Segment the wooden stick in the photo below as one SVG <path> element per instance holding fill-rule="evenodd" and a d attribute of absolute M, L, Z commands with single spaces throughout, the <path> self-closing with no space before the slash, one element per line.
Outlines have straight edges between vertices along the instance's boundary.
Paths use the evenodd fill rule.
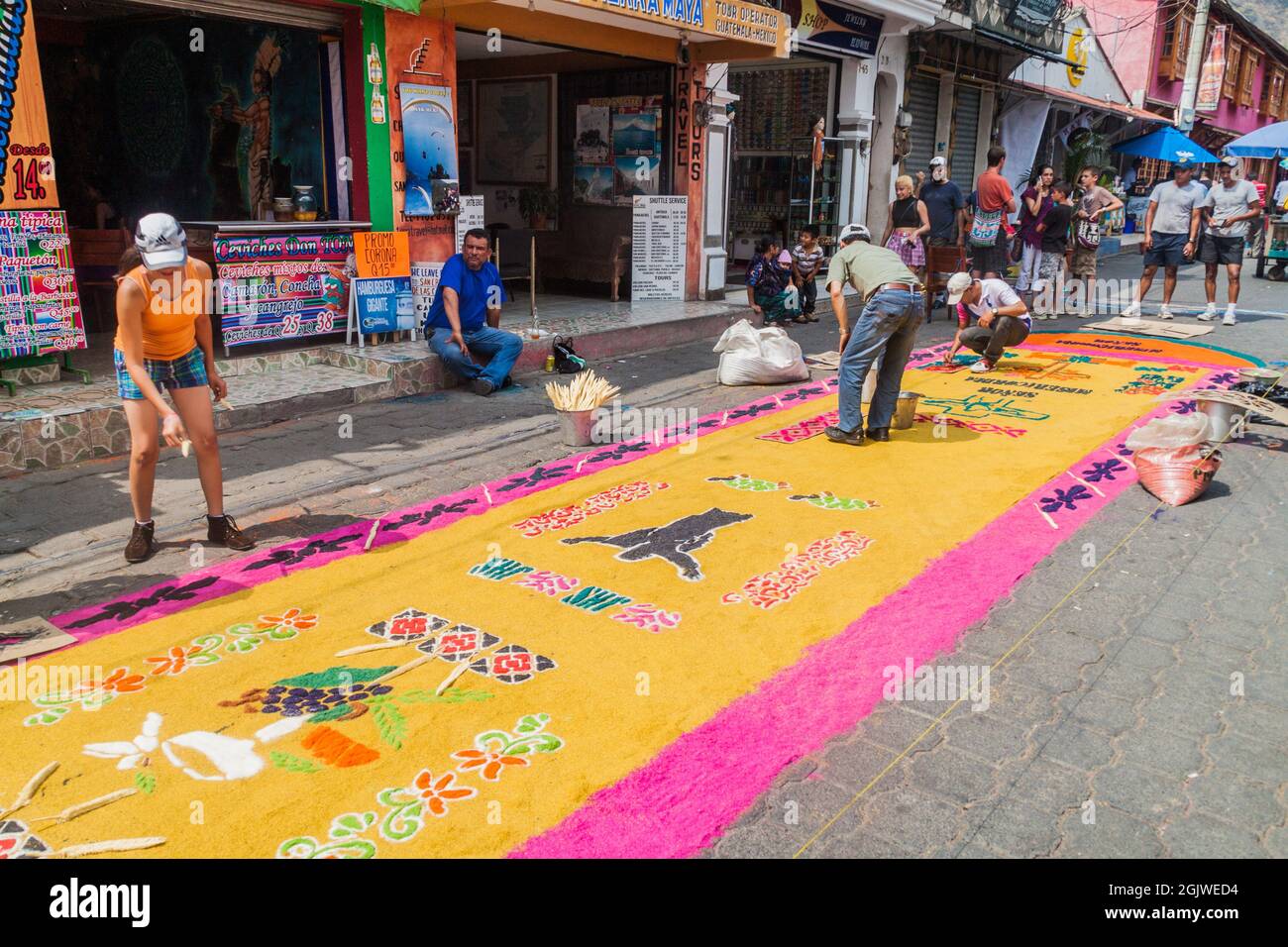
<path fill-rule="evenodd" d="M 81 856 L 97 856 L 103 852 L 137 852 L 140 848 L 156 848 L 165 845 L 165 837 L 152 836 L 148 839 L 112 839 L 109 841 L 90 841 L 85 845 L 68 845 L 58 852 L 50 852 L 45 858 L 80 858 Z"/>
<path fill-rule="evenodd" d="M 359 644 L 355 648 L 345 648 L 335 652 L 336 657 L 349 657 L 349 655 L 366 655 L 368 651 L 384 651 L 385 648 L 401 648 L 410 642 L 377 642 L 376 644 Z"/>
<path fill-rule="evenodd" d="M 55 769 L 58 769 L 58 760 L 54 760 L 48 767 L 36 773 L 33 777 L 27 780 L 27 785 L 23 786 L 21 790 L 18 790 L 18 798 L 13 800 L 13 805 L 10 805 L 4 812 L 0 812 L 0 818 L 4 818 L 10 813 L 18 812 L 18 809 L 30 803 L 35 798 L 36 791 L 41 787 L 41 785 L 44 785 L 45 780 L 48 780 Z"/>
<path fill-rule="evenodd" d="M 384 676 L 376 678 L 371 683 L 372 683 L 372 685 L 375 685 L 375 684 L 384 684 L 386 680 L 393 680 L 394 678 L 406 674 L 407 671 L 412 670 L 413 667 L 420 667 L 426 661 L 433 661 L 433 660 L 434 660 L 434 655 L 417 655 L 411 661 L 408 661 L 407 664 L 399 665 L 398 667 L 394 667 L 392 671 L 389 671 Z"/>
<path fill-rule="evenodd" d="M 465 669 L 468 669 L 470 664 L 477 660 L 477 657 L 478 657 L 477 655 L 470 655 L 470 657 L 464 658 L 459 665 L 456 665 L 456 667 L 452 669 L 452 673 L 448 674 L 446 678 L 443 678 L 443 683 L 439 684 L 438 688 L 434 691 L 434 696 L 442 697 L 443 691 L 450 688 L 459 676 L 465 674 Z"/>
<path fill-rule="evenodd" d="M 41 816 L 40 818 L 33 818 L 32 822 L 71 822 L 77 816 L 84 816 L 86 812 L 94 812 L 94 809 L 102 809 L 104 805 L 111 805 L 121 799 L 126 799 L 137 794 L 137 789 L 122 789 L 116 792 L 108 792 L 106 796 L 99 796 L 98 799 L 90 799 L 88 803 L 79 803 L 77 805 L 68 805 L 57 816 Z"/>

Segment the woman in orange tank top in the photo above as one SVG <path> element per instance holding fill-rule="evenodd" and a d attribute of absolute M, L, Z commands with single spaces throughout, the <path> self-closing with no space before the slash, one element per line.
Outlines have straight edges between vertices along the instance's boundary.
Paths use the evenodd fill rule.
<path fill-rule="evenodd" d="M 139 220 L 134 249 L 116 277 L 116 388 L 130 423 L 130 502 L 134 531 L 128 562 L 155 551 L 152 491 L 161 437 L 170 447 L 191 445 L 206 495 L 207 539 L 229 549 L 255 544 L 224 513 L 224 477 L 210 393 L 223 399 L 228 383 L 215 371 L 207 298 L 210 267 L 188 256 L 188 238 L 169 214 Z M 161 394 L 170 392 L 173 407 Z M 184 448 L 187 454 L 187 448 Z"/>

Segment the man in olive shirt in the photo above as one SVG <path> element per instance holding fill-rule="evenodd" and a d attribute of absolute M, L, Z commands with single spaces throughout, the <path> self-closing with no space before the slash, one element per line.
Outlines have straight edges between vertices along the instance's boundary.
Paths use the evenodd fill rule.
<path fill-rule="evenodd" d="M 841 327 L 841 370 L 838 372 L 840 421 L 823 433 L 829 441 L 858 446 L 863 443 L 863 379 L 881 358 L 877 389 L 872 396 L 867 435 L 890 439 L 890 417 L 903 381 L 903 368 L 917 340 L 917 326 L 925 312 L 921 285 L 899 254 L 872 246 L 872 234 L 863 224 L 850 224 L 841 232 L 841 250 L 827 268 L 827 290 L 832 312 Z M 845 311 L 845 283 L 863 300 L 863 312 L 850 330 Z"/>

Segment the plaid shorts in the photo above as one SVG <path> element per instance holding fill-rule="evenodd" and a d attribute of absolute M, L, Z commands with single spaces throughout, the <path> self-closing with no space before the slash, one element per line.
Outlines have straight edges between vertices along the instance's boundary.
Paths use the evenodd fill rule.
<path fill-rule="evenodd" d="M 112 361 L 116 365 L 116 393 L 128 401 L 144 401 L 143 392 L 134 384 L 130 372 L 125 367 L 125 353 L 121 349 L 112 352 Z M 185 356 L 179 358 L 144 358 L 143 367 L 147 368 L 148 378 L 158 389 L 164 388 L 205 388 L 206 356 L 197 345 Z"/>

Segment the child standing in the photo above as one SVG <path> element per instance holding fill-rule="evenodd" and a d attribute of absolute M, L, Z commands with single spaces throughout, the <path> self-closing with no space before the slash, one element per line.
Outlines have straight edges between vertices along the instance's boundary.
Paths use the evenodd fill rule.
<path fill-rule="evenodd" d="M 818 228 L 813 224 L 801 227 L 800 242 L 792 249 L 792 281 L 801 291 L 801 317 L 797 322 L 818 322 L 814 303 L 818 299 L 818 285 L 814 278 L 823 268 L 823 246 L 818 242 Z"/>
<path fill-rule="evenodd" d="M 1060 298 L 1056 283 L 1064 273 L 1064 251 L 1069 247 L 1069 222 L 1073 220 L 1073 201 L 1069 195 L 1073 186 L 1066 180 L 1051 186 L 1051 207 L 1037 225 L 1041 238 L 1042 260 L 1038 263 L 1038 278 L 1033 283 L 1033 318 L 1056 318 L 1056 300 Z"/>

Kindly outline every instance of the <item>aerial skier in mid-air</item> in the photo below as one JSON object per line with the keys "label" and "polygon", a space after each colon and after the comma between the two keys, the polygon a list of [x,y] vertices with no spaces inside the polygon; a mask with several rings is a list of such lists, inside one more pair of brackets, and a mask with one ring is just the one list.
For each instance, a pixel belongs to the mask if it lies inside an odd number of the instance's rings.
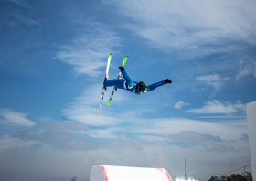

What to do: Return the entire listing above word for word, omitting the pictures.

Finished exercise:
Segment the wooden stick in the photo below as one SVG <path> element per instance holding fill-rule="evenodd" and a d attribute of absolute M, L, Z commands with single spaces throughout, the <path> self-closing with no space before the slash, one element per line.
Outlines have straight edges between vertices along the instance's boundary.
Paths use the evenodd fill rule.
<path fill-rule="evenodd" d="M 81 856 L 97 856 L 103 852 L 137 852 L 140 848 L 156 848 L 165 845 L 165 837 L 152 836 L 148 839 L 112 839 L 109 841 L 90 841 L 85 845 L 68 845 L 58 852 L 50 852 L 45 858 L 80 858 Z"/>
<path fill-rule="evenodd" d="M 359 644 L 355 648 L 345 648 L 335 652 L 336 657 L 349 657 L 349 655 L 366 655 L 368 651 L 384 651 L 385 648 L 401 648 L 410 642 L 377 642 L 376 644 Z"/>
<path fill-rule="evenodd" d="M 55 769 L 58 769 L 58 760 L 54 760 L 48 767 L 36 773 L 33 777 L 27 780 L 27 785 L 23 786 L 21 790 L 18 790 L 18 798 L 13 800 L 13 805 L 10 805 L 4 812 L 0 812 L 0 818 L 4 818 L 10 813 L 18 812 L 18 809 L 30 803 L 35 798 L 36 791 L 41 787 L 41 785 L 44 785 L 45 780 L 48 780 Z"/>
<path fill-rule="evenodd" d="M 384 676 L 376 678 L 371 683 L 372 683 L 372 685 L 375 685 L 375 684 L 384 684 L 386 680 L 393 680 L 394 678 L 406 674 L 407 671 L 412 670 L 413 667 L 420 667 L 426 661 L 433 661 L 433 660 L 434 660 L 434 655 L 417 655 L 411 661 L 408 661 L 407 664 L 399 665 L 398 667 L 394 667 L 392 671 L 389 671 Z"/>
<path fill-rule="evenodd" d="M 465 669 L 468 669 L 470 664 L 477 660 L 477 657 L 478 657 L 477 655 L 470 655 L 470 657 L 464 658 L 459 665 L 456 665 L 456 667 L 452 669 L 452 673 L 448 674 L 446 678 L 443 678 L 443 683 L 439 684 L 438 688 L 434 691 L 434 696 L 442 697 L 443 691 L 450 688 L 459 676 L 465 674 Z"/>
<path fill-rule="evenodd" d="M 41 816 L 40 818 L 33 818 L 32 822 L 71 822 L 77 816 L 84 816 L 86 812 L 94 812 L 94 809 L 102 809 L 104 805 L 111 805 L 121 799 L 126 799 L 137 794 L 137 789 L 122 789 L 116 792 L 108 792 L 106 796 L 99 796 L 98 799 L 90 799 L 88 803 L 79 803 L 77 805 L 68 805 L 57 816 Z"/>

Segment the woman in orange tank top in the photo above as one SVG <path> element per instance holding fill-rule="evenodd" and a d attribute of absolute M, L, Z commands with single spaces throughout, the <path> self-closing with no space before the slash, one element per line.
Outlines have straight edges between vertices along the instance's boundary.
Paths use the evenodd fill rule.
<path fill-rule="evenodd" d="M 139 220 L 134 249 L 116 277 L 116 388 L 130 423 L 130 502 L 134 531 L 128 562 L 155 551 L 152 491 L 161 437 L 170 447 L 191 445 L 206 495 L 207 539 L 229 549 L 255 544 L 224 513 L 224 477 L 210 393 L 223 399 L 228 383 L 215 371 L 207 298 L 210 267 L 188 256 L 188 238 L 169 214 Z M 161 394 L 170 392 L 173 407 Z M 184 448 L 187 454 L 187 448 Z"/>

Segment the man in olive shirt in the photo above as one SVG <path> element per instance holding fill-rule="evenodd" and a d attribute of absolute M, L, Z commands with single spaces throughout, the <path> self-closing with no space before the slash, one element per line.
Outlines have straight edges between vertices along the instance's boundary.
Paths use the evenodd fill rule.
<path fill-rule="evenodd" d="M 841 327 L 841 370 L 838 372 L 840 421 L 823 433 L 829 441 L 858 446 L 863 443 L 863 379 L 881 358 L 877 389 L 872 396 L 867 435 L 890 439 L 890 417 L 903 381 L 903 368 L 917 340 L 917 326 L 925 312 L 921 285 L 899 254 L 872 246 L 872 234 L 863 224 L 850 224 L 841 232 L 841 250 L 827 268 L 827 290 L 832 312 Z M 845 311 L 845 283 L 863 300 L 863 312 L 850 330 Z"/>

Segment the plaid shorts in the photo above as one SVG <path> element per instance holding fill-rule="evenodd" and a d attribute of absolute M, L, Z commands with single spaces throughout, the <path> self-closing with no space before the slash, one element per line.
Outlines have straight edges between vertices along the instance's boundary.
Paths use the evenodd fill rule.
<path fill-rule="evenodd" d="M 112 361 L 116 365 L 116 393 L 128 401 L 144 401 L 143 392 L 134 384 L 130 372 L 125 367 L 125 353 L 121 349 L 112 352 Z M 185 356 L 179 358 L 144 358 L 143 367 L 147 368 L 148 378 L 158 389 L 164 388 L 205 388 L 206 356 L 197 345 Z"/>

Segment the child standing in the photo above as one SVG <path> element per instance holding fill-rule="evenodd" and a d attribute of absolute M, L, Z commands with single spaces throughout, the <path> self-closing with no space before the slash, one element per line.
Outlines have straight edges between vertices along the instance's boundary.
Paths use the evenodd fill rule.
<path fill-rule="evenodd" d="M 818 228 L 813 224 L 801 227 L 800 242 L 792 249 L 792 281 L 801 291 L 801 317 L 797 322 L 818 322 L 814 303 L 818 299 L 818 285 L 814 278 L 823 268 L 823 246 L 818 242 Z"/>
<path fill-rule="evenodd" d="M 1060 298 L 1056 283 L 1064 273 L 1064 251 L 1069 247 L 1069 222 L 1073 220 L 1073 201 L 1069 195 L 1073 186 L 1066 180 L 1051 186 L 1051 207 L 1037 225 L 1041 238 L 1042 260 L 1038 263 L 1038 278 L 1033 283 L 1033 318 L 1056 318 L 1056 300 Z"/>

Kindly outline every instance of the <item>aerial skier in mid-air</item> in the photo below as one JSON object per line with the keys "label" and "polygon", a space after each colon and after the comma between the two keys, the polygon a list of [x,y] vertices with no spaces inside the polygon; a mask with several rings is a list of such lists, inside one more pair of brackets, and a mask with one ring is just the one list.
For each instance, a pixel belongs to the mask if it lies inside an odd number of the instance's rings.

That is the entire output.